_Problem_
The data below should be restated word for word, with every picture omitted.

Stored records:
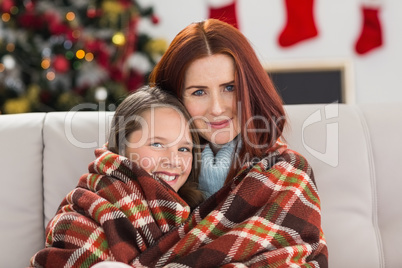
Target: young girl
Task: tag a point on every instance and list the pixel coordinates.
(147, 127)
(134, 191)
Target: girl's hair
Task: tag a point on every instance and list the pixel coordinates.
(127, 119)
(261, 111)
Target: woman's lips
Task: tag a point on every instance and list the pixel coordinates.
(219, 124)
(167, 177)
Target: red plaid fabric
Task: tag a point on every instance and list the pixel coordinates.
(269, 216)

_Answer to this task_
Target: young girl
Task: tag a point on every instance and list the pixel coordinates.
(147, 127)
(134, 191)
Target: girl's hair
Task: tag a point on every instance and list the pixel coordinates.
(127, 119)
(261, 111)
Target: woman's lips
Task: tag a point on every instance and list the pixel coordinates.
(219, 124)
(167, 177)
Target: red plaid fabric
Task: tag a point on every instance and list the pixel coordinates.
(269, 216)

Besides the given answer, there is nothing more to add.